> _Request_: Transcribe the records that follow in their entirety, omitting any pictures.

Dataset records:
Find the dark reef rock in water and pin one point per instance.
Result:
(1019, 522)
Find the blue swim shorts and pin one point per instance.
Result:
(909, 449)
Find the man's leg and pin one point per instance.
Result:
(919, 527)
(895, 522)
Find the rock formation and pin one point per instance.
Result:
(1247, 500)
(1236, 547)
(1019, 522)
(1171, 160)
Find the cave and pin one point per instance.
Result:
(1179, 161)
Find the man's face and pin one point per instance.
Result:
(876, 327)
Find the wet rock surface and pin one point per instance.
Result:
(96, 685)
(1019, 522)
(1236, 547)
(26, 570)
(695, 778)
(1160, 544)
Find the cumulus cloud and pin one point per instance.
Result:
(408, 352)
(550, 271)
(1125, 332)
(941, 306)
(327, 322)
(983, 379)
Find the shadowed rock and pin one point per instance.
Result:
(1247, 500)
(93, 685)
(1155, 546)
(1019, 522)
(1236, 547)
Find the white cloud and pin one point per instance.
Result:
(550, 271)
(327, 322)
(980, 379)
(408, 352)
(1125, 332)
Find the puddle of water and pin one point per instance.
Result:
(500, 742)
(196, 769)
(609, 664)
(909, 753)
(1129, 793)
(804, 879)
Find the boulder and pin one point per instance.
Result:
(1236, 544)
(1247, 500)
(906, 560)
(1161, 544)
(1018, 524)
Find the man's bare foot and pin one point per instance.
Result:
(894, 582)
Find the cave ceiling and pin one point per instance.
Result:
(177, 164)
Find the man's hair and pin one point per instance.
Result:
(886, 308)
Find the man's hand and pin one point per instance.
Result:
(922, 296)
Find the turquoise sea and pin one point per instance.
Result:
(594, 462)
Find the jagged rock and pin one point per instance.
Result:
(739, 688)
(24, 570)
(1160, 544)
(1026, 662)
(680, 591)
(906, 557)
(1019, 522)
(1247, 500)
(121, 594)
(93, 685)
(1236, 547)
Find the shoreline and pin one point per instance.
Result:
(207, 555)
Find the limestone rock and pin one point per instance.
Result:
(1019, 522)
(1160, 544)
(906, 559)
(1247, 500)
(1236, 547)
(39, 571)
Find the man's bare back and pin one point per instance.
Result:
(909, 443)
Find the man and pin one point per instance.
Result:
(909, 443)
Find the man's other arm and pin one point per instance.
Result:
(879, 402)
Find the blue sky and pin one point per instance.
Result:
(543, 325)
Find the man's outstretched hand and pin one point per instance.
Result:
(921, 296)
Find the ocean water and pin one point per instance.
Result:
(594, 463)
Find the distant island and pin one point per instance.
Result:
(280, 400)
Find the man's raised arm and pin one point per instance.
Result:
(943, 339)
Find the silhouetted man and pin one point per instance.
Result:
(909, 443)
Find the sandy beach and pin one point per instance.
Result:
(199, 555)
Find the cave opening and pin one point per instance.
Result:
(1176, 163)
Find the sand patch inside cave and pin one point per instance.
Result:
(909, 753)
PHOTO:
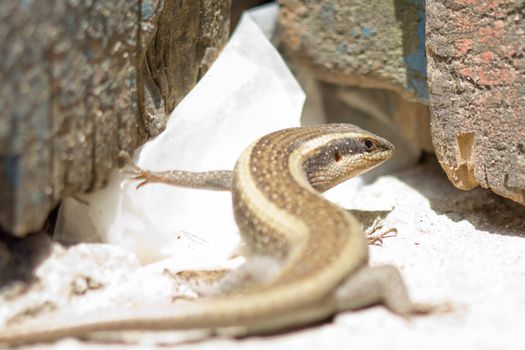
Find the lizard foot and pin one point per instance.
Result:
(376, 232)
(135, 172)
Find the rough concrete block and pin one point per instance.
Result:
(476, 57)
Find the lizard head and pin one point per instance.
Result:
(342, 151)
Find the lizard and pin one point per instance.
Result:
(320, 248)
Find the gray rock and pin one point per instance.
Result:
(477, 93)
(84, 80)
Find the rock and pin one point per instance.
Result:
(84, 80)
(477, 93)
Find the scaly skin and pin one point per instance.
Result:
(276, 191)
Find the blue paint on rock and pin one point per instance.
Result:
(417, 61)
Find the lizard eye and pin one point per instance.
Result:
(369, 145)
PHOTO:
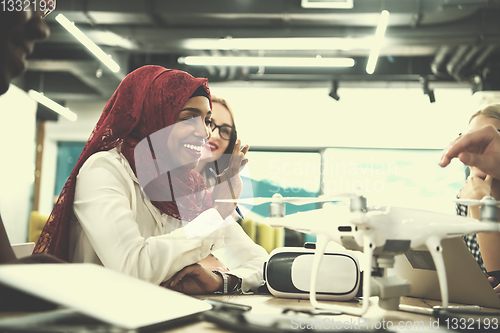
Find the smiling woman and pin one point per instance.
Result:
(133, 203)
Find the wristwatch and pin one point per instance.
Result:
(224, 279)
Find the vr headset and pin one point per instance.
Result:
(287, 273)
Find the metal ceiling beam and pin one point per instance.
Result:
(364, 12)
(85, 71)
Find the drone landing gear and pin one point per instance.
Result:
(389, 289)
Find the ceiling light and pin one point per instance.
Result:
(377, 42)
(344, 4)
(90, 45)
(289, 43)
(42, 99)
(266, 61)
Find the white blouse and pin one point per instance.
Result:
(116, 226)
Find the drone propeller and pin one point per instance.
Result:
(277, 198)
(487, 200)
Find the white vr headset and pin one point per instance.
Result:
(288, 274)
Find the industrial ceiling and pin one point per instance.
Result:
(447, 42)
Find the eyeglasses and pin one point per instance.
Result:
(225, 131)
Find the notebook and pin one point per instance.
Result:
(467, 283)
(103, 294)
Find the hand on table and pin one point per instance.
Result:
(480, 148)
(476, 188)
(40, 258)
(194, 279)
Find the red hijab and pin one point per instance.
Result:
(146, 101)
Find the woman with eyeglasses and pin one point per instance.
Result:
(485, 247)
(133, 202)
(216, 153)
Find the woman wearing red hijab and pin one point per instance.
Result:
(133, 203)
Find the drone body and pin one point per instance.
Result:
(381, 233)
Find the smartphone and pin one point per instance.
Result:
(222, 305)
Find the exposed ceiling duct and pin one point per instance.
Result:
(447, 41)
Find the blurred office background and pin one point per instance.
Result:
(312, 131)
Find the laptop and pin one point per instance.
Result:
(467, 283)
(22, 250)
(88, 290)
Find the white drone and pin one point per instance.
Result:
(381, 233)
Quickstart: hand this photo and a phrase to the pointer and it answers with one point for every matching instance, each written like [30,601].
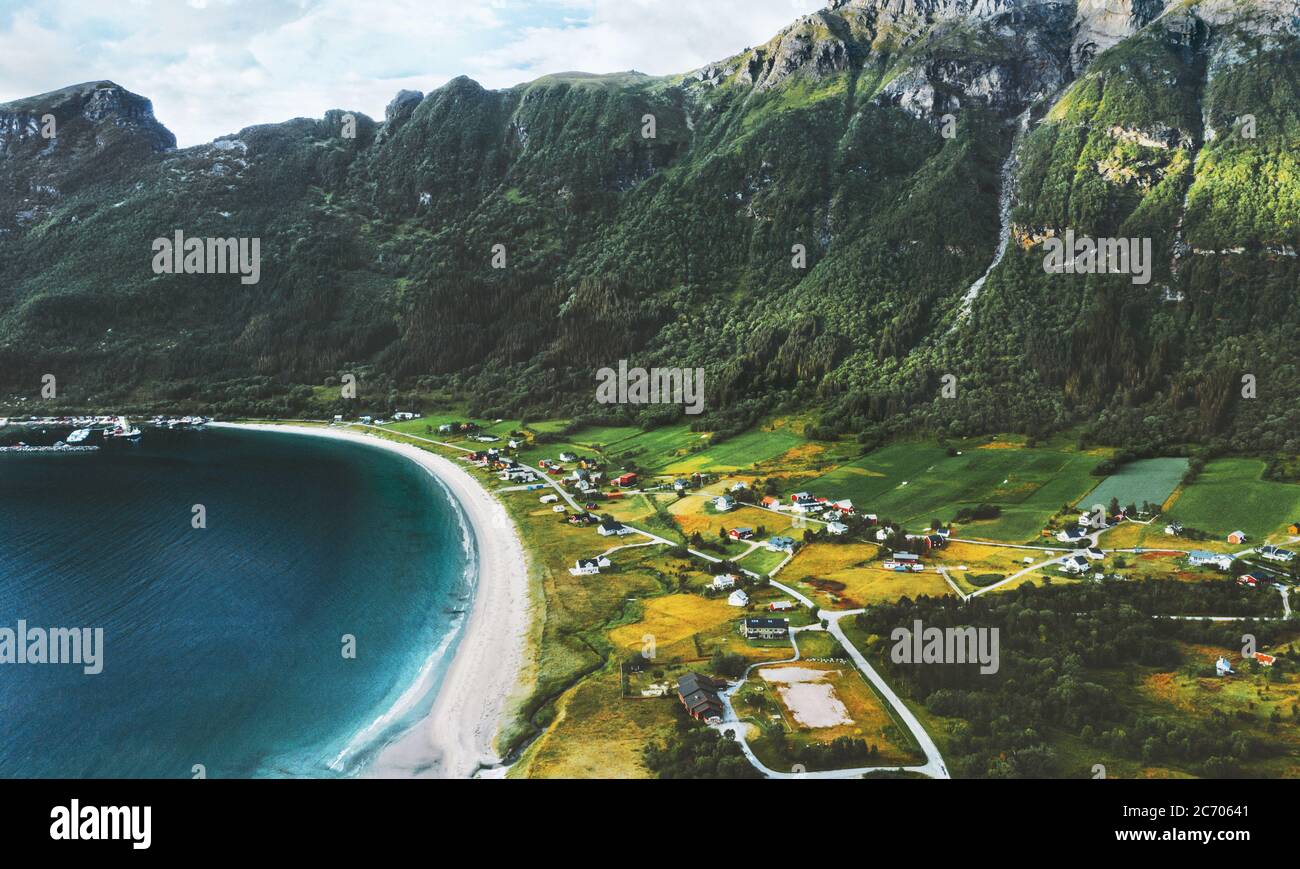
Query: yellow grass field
[694,513]
[672,621]
[871,721]
[597,734]
[818,569]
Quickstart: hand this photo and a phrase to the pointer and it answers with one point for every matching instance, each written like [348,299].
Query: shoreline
[458,736]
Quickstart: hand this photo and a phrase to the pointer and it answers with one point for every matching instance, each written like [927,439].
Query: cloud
[213,66]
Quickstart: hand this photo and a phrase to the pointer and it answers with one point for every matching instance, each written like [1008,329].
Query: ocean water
[222,647]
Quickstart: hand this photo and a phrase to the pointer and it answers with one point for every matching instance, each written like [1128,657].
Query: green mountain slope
[878,134]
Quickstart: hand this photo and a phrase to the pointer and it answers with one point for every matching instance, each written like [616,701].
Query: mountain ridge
[675,249]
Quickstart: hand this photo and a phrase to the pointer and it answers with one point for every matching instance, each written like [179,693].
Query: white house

> _Reply to the task_:
Find the dark reef rock in water and pin one point per instance.
Result:
(1019, 522)
Find the blue swim shorts and pin one point per instance.
Result:
(909, 449)
Find the man's leg and pin one point per instance.
Result:
(919, 527)
(895, 522)
Find the rock formation and pin one point per instance.
Result:
(1247, 500)
(1236, 547)
(1019, 522)
(1171, 160)
Find the cave and pin one point per instance.
Result:
(1179, 161)
Find the man's face and pin one point per instance.
Result:
(876, 327)
Find the wet rock surface and pin one point per instance.
Result:
(96, 685)
(1019, 522)
(1236, 547)
(26, 570)
(695, 778)
(1160, 544)
Find the cumulus cloud and pin one point per instance.
Result:
(408, 352)
(550, 271)
(1125, 332)
(941, 306)
(327, 322)
(983, 379)
Find the shadowed rock and pin one point per instance.
Result:
(1247, 500)
(93, 685)
(1155, 546)
(1019, 522)
(1236, 547)
Find the white cloud and pin one point per instance.
Result:
(550, 271)
(327, 322)
(980, 379)
(408, 352)
(1125, 332)
Find the puddle of water and pin one point per instance.
Result:
(500, 742)
(196, 769)
(609, 664)
(909, 753)
(1129, 793)
(804, 879)
Find the boulder and pin one point per instance.
Result:
(1236, 544)
(1247, 500)
(906, 560)
(1161, 544)
(1018, 524)
Find the man's bare foot and pin one point per instance.
Result:
(894, 582)
Find the cave ceiling and pin one point per instance.
Result:
(177, 164)
Find the man's hair and pin one point per instance.
Result:
(886, 308)
Find the man's hand and pin one point per instance.
Result:
(922, 296)
Find the turquoise sea and pin one point per instance.
Result:
(594, 462)
Find the jagged rock and pin one point per instance.
Result:
(739, 688)
(24, 570)
(1160, 544)
(1026, 662)
(680, 591)
(906, 557)
(1019, 522)
(1247, 500)
(121, 594)
(93, 685)
(1236, 547)
Find the shoreline and pin one point per instance.
Result:
(207, 555)
Find the limestone rock and pin one point per instance.
Result:
(1019, 522)
(1160, 544)
(906, 559)
(1247, 500)
(1236, 547)
(39, 571)
Find the man's bare back and pin one point per instance.
Result:
(909, 443)
Find the man and pin one point per instance.
Result:
(909, 443)
Find the man's other arm and pin one point per instance.
Result:
(879, 402)
Find the blue sky and pin one point per instance.
Result:
(543, 325)
Find the man's outstretched hand and pin one point per instance.
Result:
(921, 296)
Find the ocean water and pin one point per instance.
Result:
(594, 463)
Find the distant island and pin one point per instance.
Result:
(280, 400)
Find the man's raised arm and pin one point per instance.
Result:
(943, 339)
Find the silhouetted man and pin one point per instance.
Result:
(909, 443)
Find the sandy beach and pin one point per instance.
Result:
(199, 555)
Find the cave opening and pin one point per instance.
Result:
(1176, 163)
Find the sand patch inside cave and pin one point per instance.
Result:
(909, 753)
PHOTO:
Find the lizard foot and pin one point per instance.
Result:
(376, 232)
(135, 172)
Find the rough concrete block and pin one point per instance.
Result:
(476, 57)
Find the lizard head and pin one point per instance.
Result:
(342, 151)
Find the lizard and pin one point per instance.
Result:
(320, 248)
Find the gray rock and pin one point per instance.
Result:
(477, 93)
(84, 80)
Find the rock and pin one point per instance.
Result:
(84, 80)
(477, 93)
Find the scaly skin and pin one point per instance.
Result:
(276, 191)
Find the blue paint on rock and pin one point per instance.
Result:
(417, 61)
Find the lizard eye and pin one point per instance.
Result:
(369, 145)
PHOTO:
Find the smiling woman and pin one point per instance.
Result:
(133, 203)
Find the wristwatch and pin one point per instance.
Result:
(224, 279)
Find the vr headset and pin one point per instance.
Result:
(287, 273)
Find the metal ceiling beam and pin one point per instance.
Result:
(364, 12)
(85, 71)
Find the drone landing gear and pin one point per instance.
Result:
(389, 289)
Find the ceiling light and pin one point per instance.
Result:
(377, 42)
(344, 4)
(90, 45)
(289, 43)
(42, 99)
(266, 61)
Find the white blouse and pin one point per instance.
Result:
(116, 226)
Find the drone propeller and pin one point per instance.
Result:
(277, 198)
(487, 200)
Find the white vr headset and pin one point per instance.
Result:
(288, 274)
Find the industrial ceiling and pin one point per instance.
Result:
(447, 42)
Find the eyeglasses and pin one point per instance.
Result:
(225, 131)
Find the notebook and pin one point per instance.
Result:
(467, 283)
(103, 294)
Find the hand on table and pin one point per instance.
Result:
(480, 148)
(476, 188)
(40, 258)
(194, 279)
Find the red hijab and pin one point per instance.
Result:
(146, 101)
Find the woman with eyeglasses and pin one point per instance.
Result:
(485, 247)
(133, 202)
(216, 153)
Find the woman wearing red hijab and pin one point per instance.
Result:
(133, 203)
Find the drone body and pin one point per instance.
Result:
(381, 233)
Find the smartphone and pin one point per instance.
Result:
(222, 305)
Find the exposed ceiling duct and pin one point per instance.
Result:
(447, 41)
Find the blurred office background and pin one point per instance.
Result:
(312, 131)
Find the laptop and pin one point per instance.
Result:
(467, 283)
(22, 250)
(88, 290)
Find the white drone and pin one point per instance.
Result:
(381, 233)
Quickstart: hand this photo and a phrase to the pointer and it answers with one point for every matching instance, each written like [30,601].
Query: yellow grass field
[694,513]
[672,621]
[871,721]
[597,734]
[818,569]
Quickstart: hand this photo and a phrase to the pointer and it answers with one point for every matching instance, each written like [348,299].
Query: shoreline
[458,736]
Quickstart: hand this photo and a phrase to the pointer and it answers with one point for every matching instance, each written like [927,439].
Query: cloud
[213,66]
Quickstart: hand this photo and a phrase to the pointer and it answers with one point for every matching instance, each written like [1008,329].
Query: ocean water
[222,647]
Quickstart: hand this photo and a phrase to the pointer and it answers with one point for every matching instance, each written like [1128,657].
Query: green mountain slope
[878,134]
Quickstart: hand this photo and a phrase to the pointer and it answers with one point for every matching instance, each written like [616,701].
Query: mountain ridge
[675,249]
Quickstart: hand this photo and a phrase to the pointer and it answers with one point for every matching instance, each written like [179,693].
Query: white house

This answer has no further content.